Emit a verbatim copy of the lines running from the line with "peak in the photo above." through the end of the material below.

━━ MATERIAL

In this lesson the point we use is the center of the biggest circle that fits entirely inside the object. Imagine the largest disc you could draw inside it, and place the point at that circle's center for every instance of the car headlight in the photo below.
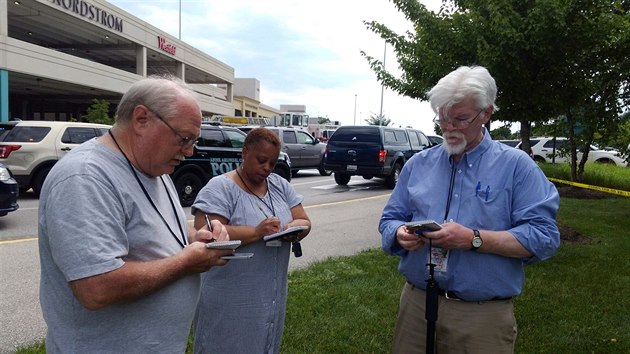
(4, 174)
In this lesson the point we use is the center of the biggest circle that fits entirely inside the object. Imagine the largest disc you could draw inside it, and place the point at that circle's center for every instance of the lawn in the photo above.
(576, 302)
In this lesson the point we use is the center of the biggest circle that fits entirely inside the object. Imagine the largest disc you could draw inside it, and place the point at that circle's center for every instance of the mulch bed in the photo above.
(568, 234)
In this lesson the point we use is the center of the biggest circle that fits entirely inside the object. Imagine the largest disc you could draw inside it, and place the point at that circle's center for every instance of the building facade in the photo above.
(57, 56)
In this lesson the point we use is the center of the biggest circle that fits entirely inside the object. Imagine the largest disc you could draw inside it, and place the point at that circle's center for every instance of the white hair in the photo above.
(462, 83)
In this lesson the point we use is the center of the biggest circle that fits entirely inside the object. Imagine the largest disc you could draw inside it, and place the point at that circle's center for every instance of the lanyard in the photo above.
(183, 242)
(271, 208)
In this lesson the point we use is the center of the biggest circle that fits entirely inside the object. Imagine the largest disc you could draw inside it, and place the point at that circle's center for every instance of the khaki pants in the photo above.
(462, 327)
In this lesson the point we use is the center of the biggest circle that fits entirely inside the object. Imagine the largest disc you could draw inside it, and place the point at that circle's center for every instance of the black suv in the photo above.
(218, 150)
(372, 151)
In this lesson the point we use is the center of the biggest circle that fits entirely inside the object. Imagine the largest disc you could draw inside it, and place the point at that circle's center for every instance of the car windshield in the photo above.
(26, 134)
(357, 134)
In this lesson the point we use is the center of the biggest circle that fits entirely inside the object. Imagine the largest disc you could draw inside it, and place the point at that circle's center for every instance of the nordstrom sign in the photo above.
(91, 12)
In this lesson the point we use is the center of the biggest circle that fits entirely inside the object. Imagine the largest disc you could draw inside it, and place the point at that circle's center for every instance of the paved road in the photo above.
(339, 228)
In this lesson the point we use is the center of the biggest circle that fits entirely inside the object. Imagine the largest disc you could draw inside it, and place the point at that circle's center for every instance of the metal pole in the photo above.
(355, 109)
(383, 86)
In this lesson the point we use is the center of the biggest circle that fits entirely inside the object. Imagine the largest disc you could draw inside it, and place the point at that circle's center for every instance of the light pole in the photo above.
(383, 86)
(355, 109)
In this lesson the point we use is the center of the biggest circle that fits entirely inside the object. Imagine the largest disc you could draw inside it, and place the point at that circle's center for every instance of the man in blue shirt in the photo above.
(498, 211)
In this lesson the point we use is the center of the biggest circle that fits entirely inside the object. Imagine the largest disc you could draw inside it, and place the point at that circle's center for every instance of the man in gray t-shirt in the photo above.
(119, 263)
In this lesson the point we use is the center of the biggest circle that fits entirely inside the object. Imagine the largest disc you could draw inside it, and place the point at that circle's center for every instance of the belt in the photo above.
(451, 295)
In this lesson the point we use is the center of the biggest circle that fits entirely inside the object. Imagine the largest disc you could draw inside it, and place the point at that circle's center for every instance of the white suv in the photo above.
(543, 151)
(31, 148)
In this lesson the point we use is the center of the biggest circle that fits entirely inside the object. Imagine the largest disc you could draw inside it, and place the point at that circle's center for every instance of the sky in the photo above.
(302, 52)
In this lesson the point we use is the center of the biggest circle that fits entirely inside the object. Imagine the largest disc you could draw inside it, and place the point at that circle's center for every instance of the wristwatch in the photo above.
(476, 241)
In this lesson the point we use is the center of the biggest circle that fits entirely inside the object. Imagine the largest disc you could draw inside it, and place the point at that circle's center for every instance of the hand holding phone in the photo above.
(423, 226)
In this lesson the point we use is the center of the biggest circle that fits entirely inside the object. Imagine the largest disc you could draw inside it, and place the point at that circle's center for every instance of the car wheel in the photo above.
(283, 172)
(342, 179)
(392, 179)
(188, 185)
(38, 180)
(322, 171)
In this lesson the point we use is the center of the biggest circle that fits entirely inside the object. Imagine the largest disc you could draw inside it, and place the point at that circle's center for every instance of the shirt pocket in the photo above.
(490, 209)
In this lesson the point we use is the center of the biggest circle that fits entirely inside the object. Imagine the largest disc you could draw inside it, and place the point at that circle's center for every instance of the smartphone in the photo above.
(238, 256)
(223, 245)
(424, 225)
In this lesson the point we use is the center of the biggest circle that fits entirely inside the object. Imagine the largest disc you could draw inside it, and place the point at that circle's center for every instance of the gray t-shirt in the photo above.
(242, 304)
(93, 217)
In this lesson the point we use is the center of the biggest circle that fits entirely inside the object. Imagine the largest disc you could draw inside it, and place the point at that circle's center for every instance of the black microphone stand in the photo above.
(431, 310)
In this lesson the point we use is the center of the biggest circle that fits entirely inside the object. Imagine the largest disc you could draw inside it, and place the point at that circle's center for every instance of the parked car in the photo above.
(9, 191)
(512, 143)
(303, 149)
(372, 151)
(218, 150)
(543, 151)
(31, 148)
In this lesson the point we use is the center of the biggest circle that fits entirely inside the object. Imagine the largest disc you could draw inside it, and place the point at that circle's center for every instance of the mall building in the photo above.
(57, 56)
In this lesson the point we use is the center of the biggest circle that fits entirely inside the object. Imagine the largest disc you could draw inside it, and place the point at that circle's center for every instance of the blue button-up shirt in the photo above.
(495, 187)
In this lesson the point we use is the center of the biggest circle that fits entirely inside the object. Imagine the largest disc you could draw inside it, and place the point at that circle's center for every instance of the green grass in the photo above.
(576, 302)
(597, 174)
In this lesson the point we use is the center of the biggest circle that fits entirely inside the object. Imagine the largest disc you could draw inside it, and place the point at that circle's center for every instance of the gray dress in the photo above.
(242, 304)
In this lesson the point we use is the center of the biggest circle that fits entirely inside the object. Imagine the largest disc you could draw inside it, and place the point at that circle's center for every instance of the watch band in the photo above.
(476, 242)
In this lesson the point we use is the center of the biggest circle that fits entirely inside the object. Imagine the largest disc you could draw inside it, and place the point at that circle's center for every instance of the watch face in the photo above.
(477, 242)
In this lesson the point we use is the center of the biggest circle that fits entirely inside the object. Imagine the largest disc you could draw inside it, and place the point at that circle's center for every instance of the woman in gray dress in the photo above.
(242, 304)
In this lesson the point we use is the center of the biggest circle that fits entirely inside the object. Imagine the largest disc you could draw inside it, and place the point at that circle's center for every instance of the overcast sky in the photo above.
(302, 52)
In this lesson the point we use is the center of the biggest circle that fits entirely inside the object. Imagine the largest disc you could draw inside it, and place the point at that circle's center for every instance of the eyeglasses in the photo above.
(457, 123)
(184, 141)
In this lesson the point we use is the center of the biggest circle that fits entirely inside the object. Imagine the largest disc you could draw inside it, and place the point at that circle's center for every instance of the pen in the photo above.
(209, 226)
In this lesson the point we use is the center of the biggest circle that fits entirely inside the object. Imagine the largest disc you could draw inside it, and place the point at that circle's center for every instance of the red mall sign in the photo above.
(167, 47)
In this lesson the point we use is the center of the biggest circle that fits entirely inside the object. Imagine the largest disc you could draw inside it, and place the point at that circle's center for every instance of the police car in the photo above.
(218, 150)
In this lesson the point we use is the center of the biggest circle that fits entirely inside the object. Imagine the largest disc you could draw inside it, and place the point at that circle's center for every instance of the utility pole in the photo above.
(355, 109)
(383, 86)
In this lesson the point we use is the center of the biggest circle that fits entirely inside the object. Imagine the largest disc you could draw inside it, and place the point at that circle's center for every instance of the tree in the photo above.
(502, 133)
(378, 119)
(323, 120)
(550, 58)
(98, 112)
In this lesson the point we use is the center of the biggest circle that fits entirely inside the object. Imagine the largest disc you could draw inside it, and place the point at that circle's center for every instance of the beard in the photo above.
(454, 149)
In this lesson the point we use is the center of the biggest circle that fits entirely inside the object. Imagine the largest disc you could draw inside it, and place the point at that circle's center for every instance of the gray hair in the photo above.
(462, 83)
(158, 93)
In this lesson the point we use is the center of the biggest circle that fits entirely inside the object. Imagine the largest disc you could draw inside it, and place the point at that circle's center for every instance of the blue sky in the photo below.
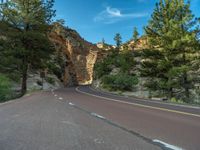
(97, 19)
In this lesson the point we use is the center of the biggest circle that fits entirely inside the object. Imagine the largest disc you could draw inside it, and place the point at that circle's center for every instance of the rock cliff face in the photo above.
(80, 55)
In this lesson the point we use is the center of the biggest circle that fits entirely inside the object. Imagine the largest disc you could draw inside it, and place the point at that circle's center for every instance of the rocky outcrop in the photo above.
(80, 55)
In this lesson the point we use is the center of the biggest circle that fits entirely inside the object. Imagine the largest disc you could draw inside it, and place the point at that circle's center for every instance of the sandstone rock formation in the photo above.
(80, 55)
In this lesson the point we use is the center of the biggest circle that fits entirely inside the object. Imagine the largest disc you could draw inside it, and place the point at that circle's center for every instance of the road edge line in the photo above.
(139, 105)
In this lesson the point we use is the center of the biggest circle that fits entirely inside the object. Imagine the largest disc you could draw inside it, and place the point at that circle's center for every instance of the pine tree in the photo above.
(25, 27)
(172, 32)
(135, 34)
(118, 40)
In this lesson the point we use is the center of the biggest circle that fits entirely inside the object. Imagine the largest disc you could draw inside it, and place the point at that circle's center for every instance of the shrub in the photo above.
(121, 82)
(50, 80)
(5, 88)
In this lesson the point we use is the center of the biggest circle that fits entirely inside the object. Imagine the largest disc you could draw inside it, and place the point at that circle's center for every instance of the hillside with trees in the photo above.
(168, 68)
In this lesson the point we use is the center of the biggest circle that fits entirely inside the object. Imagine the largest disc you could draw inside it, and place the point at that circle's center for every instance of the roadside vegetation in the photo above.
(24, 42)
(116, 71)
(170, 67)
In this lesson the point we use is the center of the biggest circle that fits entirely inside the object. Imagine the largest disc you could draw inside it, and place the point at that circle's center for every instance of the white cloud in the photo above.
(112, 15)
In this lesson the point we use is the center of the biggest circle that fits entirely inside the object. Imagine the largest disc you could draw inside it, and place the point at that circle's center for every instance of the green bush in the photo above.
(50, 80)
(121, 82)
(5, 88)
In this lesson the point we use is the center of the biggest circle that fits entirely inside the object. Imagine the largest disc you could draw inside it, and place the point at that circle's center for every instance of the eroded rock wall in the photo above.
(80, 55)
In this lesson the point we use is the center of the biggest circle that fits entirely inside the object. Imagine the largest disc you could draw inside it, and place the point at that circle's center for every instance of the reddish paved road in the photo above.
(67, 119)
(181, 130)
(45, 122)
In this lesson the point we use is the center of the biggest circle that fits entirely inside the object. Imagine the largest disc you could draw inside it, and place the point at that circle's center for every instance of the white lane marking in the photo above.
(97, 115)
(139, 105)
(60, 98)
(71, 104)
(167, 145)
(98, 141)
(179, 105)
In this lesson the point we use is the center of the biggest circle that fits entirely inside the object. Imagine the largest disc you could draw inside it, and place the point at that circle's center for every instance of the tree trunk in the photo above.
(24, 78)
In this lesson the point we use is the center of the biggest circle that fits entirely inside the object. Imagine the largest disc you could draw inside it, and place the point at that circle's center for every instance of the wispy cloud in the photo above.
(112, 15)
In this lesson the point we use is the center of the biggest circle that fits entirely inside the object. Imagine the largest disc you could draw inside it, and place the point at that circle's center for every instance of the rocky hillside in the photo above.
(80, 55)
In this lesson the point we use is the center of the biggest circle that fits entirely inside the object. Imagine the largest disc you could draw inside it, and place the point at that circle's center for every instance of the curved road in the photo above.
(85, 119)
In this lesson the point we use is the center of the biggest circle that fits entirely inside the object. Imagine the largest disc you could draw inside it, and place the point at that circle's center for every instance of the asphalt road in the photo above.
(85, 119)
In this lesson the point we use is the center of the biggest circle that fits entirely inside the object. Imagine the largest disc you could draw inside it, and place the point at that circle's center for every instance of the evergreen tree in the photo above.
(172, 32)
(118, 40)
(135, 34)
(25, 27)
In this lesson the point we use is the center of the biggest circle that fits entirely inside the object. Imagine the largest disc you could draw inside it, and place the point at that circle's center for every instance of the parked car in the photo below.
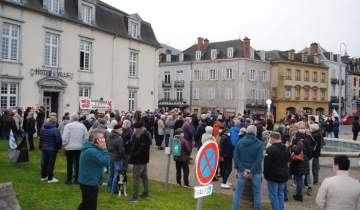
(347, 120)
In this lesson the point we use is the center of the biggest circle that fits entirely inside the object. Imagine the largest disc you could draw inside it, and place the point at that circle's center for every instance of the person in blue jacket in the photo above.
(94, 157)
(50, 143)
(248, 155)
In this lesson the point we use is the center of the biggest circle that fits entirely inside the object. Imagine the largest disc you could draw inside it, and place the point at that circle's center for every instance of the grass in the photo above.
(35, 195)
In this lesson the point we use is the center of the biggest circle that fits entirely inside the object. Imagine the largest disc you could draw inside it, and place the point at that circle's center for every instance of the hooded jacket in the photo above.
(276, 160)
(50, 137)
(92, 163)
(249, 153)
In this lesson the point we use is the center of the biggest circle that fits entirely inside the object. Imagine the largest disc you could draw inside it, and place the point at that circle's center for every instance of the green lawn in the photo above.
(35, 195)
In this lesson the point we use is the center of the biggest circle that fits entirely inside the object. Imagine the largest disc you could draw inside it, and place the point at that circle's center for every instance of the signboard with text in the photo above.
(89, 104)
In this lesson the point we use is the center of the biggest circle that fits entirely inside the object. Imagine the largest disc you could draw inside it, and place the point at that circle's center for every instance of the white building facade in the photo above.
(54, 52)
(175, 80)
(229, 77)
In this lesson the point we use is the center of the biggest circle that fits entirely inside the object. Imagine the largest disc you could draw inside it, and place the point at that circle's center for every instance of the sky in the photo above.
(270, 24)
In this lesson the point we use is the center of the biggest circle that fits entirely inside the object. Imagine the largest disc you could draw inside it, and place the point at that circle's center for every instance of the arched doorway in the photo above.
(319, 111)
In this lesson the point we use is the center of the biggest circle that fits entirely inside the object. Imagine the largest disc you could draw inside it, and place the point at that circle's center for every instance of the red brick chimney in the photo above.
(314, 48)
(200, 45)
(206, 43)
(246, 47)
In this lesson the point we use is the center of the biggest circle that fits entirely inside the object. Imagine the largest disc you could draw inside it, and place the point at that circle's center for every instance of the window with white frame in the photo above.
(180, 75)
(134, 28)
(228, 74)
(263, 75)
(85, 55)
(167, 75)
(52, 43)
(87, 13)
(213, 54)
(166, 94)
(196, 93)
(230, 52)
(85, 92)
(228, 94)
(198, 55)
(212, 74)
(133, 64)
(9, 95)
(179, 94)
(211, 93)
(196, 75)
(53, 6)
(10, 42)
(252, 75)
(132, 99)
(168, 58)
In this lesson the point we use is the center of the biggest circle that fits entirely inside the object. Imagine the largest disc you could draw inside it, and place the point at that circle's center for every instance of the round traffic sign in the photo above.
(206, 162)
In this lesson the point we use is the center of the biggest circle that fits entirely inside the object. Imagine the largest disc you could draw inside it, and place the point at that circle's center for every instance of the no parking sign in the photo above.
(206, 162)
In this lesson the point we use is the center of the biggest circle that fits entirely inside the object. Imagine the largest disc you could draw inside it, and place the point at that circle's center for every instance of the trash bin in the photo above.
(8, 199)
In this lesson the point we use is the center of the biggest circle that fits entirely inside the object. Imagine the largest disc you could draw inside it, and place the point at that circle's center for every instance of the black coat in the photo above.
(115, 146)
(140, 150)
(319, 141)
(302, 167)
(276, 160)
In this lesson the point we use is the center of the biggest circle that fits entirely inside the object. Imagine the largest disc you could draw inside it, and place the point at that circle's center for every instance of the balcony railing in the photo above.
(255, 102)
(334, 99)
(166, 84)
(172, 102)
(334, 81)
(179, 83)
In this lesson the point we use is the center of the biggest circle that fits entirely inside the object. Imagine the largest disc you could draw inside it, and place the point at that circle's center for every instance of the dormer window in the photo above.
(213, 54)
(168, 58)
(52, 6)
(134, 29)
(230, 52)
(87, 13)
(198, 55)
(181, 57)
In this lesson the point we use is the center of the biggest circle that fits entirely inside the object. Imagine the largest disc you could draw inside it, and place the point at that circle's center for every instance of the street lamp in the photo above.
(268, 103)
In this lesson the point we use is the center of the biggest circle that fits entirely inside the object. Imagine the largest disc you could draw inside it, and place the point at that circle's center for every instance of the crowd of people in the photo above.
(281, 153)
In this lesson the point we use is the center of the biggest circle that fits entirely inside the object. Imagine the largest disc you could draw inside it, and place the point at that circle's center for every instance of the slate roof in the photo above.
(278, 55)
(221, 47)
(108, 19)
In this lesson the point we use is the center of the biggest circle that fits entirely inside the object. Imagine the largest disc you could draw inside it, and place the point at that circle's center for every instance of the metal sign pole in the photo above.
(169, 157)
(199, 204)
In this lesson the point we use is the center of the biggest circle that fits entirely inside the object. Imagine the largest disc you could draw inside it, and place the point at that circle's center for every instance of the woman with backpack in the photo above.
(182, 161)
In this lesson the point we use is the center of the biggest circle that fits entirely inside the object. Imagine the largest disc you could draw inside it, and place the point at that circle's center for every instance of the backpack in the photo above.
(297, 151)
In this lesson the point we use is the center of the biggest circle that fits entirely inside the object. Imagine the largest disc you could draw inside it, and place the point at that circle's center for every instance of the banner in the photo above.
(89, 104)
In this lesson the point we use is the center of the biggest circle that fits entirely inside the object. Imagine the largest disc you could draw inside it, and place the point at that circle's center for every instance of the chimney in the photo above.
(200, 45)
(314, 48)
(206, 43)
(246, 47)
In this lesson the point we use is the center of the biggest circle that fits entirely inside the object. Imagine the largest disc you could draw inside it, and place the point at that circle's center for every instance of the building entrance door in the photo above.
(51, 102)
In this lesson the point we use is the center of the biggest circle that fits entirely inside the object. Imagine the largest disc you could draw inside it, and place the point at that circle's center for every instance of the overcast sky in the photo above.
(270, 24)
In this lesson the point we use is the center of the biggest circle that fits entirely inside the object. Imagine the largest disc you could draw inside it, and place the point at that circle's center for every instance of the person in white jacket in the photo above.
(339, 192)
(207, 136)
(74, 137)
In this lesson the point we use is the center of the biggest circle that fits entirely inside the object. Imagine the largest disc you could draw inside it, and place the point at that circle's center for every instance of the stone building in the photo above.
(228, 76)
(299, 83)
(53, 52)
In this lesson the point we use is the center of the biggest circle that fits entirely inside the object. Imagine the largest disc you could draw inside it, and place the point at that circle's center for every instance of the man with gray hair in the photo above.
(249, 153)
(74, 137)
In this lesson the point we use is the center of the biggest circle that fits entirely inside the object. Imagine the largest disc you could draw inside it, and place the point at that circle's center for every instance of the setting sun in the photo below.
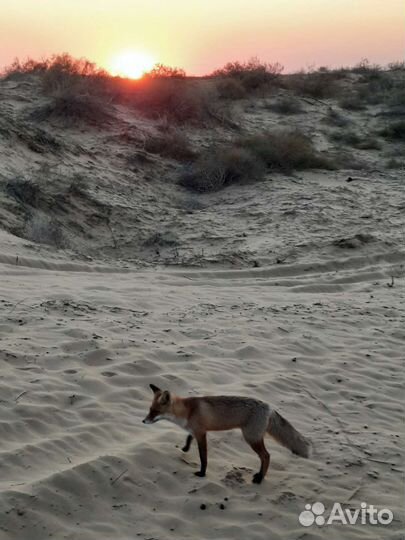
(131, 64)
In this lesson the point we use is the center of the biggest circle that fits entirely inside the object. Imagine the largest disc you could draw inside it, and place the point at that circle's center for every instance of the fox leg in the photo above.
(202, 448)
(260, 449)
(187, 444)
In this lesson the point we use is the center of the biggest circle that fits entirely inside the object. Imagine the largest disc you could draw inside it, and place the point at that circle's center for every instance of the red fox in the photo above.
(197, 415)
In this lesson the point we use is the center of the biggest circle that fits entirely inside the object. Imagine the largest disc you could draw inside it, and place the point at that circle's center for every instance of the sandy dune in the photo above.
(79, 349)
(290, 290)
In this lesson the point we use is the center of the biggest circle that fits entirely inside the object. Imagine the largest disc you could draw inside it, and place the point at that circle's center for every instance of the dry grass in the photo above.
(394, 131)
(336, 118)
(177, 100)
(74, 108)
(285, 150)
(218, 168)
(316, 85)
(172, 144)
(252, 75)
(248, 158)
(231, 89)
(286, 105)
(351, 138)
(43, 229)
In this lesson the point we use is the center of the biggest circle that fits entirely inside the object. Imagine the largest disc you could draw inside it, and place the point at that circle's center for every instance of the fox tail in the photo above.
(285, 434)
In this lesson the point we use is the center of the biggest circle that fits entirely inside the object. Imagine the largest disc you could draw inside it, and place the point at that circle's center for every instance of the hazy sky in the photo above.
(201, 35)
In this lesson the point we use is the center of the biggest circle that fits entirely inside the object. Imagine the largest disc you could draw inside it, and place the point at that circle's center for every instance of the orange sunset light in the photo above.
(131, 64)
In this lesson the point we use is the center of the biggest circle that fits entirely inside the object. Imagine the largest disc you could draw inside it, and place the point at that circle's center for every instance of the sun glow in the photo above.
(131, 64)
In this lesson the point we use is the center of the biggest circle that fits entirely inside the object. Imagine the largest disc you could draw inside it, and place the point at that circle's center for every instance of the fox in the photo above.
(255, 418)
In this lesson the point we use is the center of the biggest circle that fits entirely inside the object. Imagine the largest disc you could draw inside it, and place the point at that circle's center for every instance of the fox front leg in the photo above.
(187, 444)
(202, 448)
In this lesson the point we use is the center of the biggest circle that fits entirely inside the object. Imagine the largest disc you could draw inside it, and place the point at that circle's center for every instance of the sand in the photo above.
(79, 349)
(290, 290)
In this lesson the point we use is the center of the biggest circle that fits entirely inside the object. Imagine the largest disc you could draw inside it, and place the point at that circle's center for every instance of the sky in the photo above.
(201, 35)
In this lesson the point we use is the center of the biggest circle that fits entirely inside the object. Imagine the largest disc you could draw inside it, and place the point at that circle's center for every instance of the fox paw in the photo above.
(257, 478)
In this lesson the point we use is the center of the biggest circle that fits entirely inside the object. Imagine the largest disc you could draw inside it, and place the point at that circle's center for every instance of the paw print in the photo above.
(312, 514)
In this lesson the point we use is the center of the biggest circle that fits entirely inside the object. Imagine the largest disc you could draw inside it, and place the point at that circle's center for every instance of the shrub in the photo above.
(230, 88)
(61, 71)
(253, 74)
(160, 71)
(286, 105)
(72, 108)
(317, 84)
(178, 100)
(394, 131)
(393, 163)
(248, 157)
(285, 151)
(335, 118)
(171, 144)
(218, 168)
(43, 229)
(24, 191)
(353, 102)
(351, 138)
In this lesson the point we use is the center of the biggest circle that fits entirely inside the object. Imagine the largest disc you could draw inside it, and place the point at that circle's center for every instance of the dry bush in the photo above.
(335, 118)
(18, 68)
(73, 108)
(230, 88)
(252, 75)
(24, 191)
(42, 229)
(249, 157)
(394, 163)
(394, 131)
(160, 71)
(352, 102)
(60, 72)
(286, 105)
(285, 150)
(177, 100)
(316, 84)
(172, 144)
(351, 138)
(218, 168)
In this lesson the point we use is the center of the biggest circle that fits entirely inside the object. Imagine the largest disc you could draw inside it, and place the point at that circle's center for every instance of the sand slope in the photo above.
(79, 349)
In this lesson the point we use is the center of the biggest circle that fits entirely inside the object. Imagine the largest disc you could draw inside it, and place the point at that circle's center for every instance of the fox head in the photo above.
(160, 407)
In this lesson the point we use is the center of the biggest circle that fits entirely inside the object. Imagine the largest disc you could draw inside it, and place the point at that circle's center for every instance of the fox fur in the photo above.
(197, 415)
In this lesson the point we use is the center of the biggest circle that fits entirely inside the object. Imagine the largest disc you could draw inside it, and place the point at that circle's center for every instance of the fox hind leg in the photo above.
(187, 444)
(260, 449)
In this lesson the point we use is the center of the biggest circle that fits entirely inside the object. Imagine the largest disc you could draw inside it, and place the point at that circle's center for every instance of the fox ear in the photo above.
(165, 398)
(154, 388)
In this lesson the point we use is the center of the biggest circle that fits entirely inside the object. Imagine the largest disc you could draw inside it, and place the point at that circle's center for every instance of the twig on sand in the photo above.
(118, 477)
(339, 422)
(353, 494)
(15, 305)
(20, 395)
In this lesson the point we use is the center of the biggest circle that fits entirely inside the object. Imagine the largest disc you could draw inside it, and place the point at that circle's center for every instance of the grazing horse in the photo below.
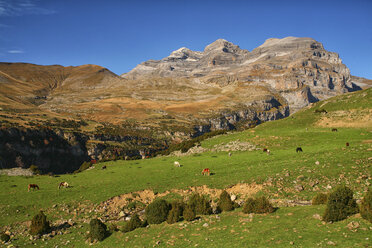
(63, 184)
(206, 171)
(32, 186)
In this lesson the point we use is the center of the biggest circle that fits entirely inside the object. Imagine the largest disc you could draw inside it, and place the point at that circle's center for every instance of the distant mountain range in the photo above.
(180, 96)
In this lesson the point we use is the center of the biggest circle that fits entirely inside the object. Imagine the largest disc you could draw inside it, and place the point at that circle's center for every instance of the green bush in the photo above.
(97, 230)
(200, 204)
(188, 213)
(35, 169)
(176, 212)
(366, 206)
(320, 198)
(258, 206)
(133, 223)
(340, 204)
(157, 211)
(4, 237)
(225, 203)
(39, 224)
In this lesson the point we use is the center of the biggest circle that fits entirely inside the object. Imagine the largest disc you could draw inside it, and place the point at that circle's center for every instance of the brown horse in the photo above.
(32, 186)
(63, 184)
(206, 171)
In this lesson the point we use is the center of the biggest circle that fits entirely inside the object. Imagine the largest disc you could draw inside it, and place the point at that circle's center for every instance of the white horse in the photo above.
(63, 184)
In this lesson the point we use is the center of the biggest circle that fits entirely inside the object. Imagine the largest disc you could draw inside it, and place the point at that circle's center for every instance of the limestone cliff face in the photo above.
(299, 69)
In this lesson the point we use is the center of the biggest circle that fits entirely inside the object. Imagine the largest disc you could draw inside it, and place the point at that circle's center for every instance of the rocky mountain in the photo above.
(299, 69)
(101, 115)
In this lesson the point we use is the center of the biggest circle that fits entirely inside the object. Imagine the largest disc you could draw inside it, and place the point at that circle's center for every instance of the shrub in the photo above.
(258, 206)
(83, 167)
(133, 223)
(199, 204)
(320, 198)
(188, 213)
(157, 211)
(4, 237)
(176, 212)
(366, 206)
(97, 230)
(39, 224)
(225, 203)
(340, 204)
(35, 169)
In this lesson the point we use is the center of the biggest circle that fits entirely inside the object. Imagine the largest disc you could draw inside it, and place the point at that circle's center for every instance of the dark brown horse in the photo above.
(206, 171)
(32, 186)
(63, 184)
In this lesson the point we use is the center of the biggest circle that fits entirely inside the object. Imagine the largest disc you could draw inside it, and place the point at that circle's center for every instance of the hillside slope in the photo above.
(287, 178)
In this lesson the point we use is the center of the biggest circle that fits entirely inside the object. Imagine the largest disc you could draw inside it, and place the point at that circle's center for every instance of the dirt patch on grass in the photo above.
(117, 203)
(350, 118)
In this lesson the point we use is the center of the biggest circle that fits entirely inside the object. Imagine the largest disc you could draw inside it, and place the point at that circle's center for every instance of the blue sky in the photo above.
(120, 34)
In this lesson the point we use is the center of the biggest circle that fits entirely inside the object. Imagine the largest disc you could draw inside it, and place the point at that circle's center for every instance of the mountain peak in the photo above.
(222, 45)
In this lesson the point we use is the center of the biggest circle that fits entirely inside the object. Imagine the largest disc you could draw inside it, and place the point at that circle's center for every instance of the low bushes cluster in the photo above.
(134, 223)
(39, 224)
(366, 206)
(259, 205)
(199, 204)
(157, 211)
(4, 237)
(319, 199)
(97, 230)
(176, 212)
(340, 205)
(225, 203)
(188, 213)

━━━━

* **OUTPUT**:
In this lesson the point we use is the center of the biggest circle that fits entirely inside the object. Imagine the largest disc you could draw inside it, and place the point at that circle's center for every instance of the mountain peak in the photo above.
(222, 45)
In this lesson the point we use is the center of the biggest circle that fits entirely inside the object. Imagine the largest disc you could draw inside it, and place the point at that circle's center for every instance of the low bushes cluster in the photo above.
(134, 223)
(39, 224)
(366, 206)
(259, 205)
(199, 204)
(157, 211)
(4, 237)
(319, 199)
(97, 230)
(176, 212)
(340, 205)
(225, 203)
(188, 213)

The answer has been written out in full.